Could you write out, word for word, the passage of the bungee jump account that starts at the words "Jenny and I were" and stops after "absolutely fantastic."?

Text provided.

= = = =

Jenny and I were the lightest. So we'd have to watch all 5
men jump and keep our nerve enough to still jump ourselves.
Great.
Finally
there was only Jenny and I on the bridge, then Jenny was
gone and I had to keep my brain unaware of what I was going
to do for long enough to get to the edge of the bridge and
jump. I just made it - as the jump master was counting from
5 to 1, I started to question exactly why I was about to
launch myself off a very high bridge with only a piece of
elastic around my ankles. Jumping was the only way to stop
myself completing that thought, so I jumped. And it was
absolutely fantastic.
Not quite
so fantastic was the hike back up the gorge at the end.
Especially with asthma. Once at the top, we saw a video of
our jumps, but then had to rush off as a checkpoint on our
route back would close at 8pm and we needed to get back to
Kathmandu that evening. Racing along the twisting narrow
mountain roads, we dared to think we might make it back,
until Joel's hire bike blew a tire. The only solution was to
put an extra person onto Jet's hire bike and let Joel drive
the bike to the next village for repairs. However, that plan
was soon plunged into chaos, as Jet's bike decided to join
the action and promptly lost a brake. Somehow we made it to
a village and got the bikes repaired, but then we really
were racing against time to get through the checkpoint. We
carried on speeding through the darkness, got to the
checkpoint, only to find that it was closed. The soldiers
were on no account prepared to let us through, so we had to
go back and spend the night in a Nepali hotel. We ended up
having a fantastic evening - great DAL BHAT, countless
bottles of Virgin whisky, singing and dancing to Nepali
songs.

= = = =

Point annotation entries.
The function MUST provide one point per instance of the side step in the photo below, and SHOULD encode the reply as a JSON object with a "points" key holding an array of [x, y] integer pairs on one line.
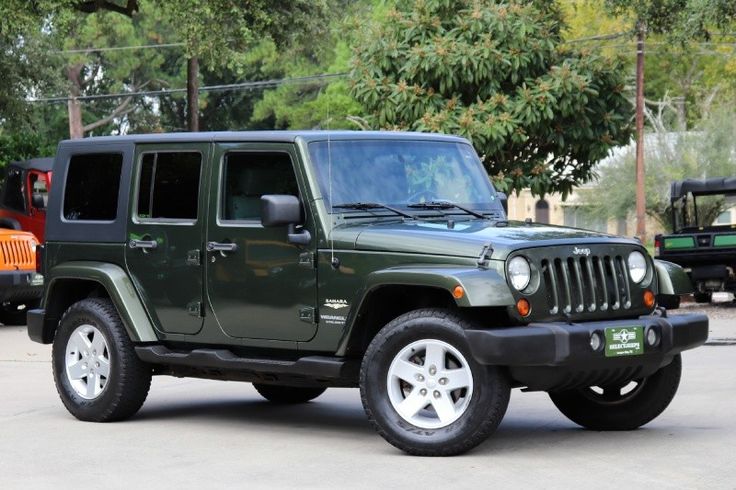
{"points": [[309, 367]]}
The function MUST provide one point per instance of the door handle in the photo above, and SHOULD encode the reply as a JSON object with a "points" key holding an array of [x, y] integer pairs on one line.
{"points": [[143, 244], [221, 247]]}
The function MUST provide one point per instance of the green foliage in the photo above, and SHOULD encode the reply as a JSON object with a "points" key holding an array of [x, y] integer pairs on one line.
{"points": [[539, 112], [708, 151]]}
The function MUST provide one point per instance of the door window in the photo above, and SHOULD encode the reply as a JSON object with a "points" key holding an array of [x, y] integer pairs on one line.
{"points": [[248, 176], [169, 186]]}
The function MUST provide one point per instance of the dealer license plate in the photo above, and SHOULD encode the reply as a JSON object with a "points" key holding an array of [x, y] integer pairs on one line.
{"points": [[624, 341]]}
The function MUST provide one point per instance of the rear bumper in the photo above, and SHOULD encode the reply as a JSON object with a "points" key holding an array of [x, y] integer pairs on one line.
{"points": [[20, 286], [555, 356]]}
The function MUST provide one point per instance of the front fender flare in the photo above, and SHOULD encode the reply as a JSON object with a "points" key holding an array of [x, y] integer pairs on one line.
{"points": [[117, 284]]}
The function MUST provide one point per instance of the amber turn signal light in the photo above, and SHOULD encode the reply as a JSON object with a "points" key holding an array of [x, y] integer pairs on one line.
{"points": [[649, 299], [523, 307]]}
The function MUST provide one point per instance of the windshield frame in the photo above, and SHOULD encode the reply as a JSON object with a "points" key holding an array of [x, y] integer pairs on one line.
{"points": [[466, 152]]}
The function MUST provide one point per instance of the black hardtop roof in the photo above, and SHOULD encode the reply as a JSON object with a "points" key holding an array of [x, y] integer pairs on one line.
{"points": [[702, 187], [42, 164], [261, 136]]}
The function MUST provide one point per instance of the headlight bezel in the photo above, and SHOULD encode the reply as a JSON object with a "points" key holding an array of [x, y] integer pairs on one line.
{"points": [[639, 271], [511, 272]]}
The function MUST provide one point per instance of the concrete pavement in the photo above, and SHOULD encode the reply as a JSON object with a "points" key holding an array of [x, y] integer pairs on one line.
{"points": [[210, 434]]}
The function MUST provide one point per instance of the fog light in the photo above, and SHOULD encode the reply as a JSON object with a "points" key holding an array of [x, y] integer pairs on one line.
{"points": [[652, 337], [596, 341], [523, 307]]}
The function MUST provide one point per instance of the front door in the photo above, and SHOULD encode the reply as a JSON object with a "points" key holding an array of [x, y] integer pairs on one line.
{"points": [[165, 234], [259, 285]]}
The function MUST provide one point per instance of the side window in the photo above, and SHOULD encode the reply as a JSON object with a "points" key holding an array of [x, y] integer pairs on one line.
{"points": [[13, 198], [39, 190], [248, 176], [169, 186], [92, 184]]}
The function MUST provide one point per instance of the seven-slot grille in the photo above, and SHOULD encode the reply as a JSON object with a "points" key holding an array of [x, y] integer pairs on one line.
{"points": [[17, 253], [586, 284]]}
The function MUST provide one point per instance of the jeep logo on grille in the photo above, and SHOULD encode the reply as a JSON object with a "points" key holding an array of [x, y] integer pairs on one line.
{"points": [[581, 251]]}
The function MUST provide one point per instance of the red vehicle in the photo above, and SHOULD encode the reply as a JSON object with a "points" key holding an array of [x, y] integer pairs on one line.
{"points": [[24, 196]]}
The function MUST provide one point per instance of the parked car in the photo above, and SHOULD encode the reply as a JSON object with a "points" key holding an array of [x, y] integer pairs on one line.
{"points": [[21, 286], [300, 261], [702, 243], [24, 196]]}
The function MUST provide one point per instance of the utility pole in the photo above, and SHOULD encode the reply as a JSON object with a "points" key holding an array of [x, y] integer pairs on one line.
{"points": [[641, 214], [193, 93]]}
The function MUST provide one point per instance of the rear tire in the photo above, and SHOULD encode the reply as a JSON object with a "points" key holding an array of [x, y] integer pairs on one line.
{"points": [[612, 410], [287, 394], [97, 373], [423, 391]]}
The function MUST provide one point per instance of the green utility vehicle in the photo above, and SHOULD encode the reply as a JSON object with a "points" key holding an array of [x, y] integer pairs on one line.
{"points": [[301, 261], [704, 237]]}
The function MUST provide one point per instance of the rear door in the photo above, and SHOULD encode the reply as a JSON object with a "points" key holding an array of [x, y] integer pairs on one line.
{"points": [[165, 233], [259, 285]]}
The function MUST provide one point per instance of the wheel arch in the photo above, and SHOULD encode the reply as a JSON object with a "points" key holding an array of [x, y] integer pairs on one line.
{"points": [[73, 281], [392, 292]]}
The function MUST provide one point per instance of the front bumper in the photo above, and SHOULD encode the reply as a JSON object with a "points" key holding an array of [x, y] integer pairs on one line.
{"points": [[558, 356]]}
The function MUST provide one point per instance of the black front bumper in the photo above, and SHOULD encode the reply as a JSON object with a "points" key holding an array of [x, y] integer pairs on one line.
{"points": [[558, 356]]}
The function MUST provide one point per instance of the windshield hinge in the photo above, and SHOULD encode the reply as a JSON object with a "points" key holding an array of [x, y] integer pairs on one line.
{"points": [[485, 256]]}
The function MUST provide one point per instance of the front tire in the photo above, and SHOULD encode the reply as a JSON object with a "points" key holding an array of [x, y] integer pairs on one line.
{"points": [[608, 408], [423, 391], [97, 373], [287, 394]]}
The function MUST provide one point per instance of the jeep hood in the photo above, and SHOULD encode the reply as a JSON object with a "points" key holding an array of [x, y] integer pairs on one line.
{"points": [[465, 239]]}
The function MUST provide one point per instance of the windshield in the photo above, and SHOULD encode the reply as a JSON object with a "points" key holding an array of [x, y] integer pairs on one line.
{"points": [[401, 172]]}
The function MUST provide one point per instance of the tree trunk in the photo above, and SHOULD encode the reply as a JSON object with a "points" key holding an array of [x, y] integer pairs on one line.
{"points": [[73, 73], [641, 227], [193, 93]]}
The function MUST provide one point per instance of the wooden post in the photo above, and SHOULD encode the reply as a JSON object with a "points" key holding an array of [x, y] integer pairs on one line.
{"points": [[641, 214], [193, 93]]}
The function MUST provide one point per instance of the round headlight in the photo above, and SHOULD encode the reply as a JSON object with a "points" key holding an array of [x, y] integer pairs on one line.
{"points": [[637, 266], [519, 273]]}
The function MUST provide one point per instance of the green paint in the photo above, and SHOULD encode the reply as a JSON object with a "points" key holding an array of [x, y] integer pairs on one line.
{"points": [[679, 242], [625, 341], [724, 241]]}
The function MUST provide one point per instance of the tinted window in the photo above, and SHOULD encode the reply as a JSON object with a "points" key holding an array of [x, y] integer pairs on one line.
{"points": [[248, 176], [92, 184], [13, 198], [169, 185]]}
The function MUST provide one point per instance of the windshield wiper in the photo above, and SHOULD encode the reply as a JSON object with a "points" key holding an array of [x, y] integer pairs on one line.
{"points": [[372, 205], [445, 205]]}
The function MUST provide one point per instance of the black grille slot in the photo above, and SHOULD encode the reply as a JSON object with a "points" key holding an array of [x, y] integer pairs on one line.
{"points": [[580, 284]]}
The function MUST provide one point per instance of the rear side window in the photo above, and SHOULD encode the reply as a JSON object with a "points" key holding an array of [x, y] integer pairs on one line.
{"points": [[168, 188], [250, 175], [92, 184]]}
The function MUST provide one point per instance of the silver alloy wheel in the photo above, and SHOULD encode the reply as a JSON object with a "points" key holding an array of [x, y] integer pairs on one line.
{"points": [[430, 384], [87, 361]]}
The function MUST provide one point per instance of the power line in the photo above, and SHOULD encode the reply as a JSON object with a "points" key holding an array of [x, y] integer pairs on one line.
{"points": [[119, 48], [207, 88]]}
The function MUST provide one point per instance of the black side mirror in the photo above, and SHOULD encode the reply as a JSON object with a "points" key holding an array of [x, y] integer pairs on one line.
{"points": [[284, 210], [504, 201]]}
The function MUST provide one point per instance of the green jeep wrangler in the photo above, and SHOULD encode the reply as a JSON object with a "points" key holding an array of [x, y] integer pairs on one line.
{"points": [[300, 261]]}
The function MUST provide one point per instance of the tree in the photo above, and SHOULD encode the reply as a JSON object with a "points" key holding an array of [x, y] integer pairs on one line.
{"points": [[541, 113], [707, 151]]}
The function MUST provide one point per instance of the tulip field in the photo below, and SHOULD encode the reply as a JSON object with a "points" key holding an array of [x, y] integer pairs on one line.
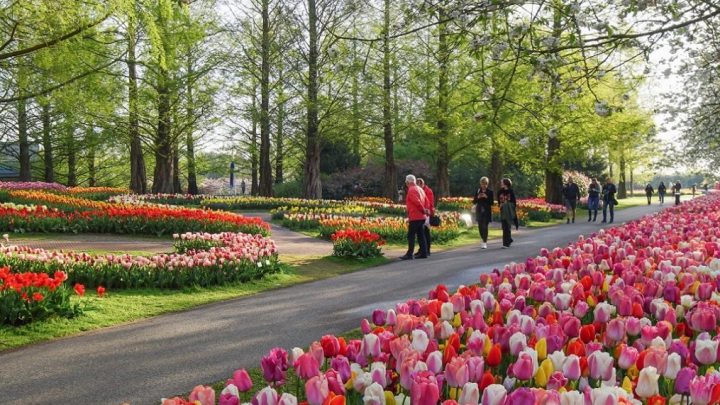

= = = =

Written answer.
Jenny and I were the lightest. So we'd have to watch all 5
men jump and keep our nerve enough to still jump ourselves.
Great.
Finally
there was only Jenny and I on the bridge, then Jenny was
gone and I had to keep my brain unaware of what I was going
to do for long enough to get to the edge of the bridge and
jump. I just made it - as the jump master was counting from
5 to 1, I started to question exactly why I was about to
launch myself off a very high bridge with only a piece of
elastic around my ankles. Jumping was the only way to stop
myself completing that thought, so I jumped. And it was
absolutely fantastic.